**Materials provided**.
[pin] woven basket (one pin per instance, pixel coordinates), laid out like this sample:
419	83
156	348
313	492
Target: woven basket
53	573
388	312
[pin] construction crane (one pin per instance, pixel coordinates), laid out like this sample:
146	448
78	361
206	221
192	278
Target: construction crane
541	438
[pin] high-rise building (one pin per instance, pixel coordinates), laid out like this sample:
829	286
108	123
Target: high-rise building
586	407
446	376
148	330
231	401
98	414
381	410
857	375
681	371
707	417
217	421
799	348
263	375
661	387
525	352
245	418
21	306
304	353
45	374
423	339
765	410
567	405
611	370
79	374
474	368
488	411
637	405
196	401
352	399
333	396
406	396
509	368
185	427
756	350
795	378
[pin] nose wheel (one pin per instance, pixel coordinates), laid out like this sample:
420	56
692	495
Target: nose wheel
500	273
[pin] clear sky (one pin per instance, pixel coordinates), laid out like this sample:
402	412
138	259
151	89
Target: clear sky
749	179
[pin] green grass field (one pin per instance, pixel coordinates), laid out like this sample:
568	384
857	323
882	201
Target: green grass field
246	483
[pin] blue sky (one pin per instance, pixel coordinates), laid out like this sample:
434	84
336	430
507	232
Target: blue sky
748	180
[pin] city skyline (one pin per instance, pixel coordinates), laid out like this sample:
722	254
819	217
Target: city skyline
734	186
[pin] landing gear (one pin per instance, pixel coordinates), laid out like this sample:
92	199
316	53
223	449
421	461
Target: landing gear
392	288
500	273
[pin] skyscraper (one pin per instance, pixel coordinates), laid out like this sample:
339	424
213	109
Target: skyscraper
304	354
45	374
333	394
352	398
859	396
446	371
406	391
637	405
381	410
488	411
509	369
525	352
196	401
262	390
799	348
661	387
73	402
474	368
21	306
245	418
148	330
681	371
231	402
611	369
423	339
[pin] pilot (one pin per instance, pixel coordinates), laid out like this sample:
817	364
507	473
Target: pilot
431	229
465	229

**Given instruction**. Reproduce the material above without any change, beginning at the line that contains "[pin] clear sky" and continuing through its final line.

**Problem solution**.
[pin] clear sky (one pin per instance, pixel coordinates), laid out like this sample:
402	412
138	259
151	89
Target: clear sky
749	179
[pin] green grass field (one pin per instance, pixel coordinates), laid out like this sample:
568	384
857	323
882	201
Target: green grass field
246	483
[pin] blue sky (one pin per instance, pixel coordinates), laid out like this sample:
434	84
336	430
507	232
Target: blue sky
748	180
[pin] city skyline (one pin per instance, pixel coordinates), laid out like this sample:
722	254
819	217
Target: city skyline
734	186
[pin] landing gear (one pin per instance, pixel coordinates), laid out like this sample:
92	199
316	53
223	449
421	461
Target: landing gear
392	288
500	273
[pin] skyscraper (one pin per instance, pixel coordinates), laid out like this sample:
339	424
213	109
Target: skyscraper
304	354
45	374
333	394
352	398
859	396
446	371
406	391
637	405
381	410
488	411
509	369
525	352
196	401
262	390
799	348
661	387
73	402
474	368
21	306
245	418
148	330
681	371
231	402
611	369
423	339
[pin] pilot (one pin per instance, pixel coordinates), laid out like this sample:
817	364
507	473
Target: pilot
431	229
465	229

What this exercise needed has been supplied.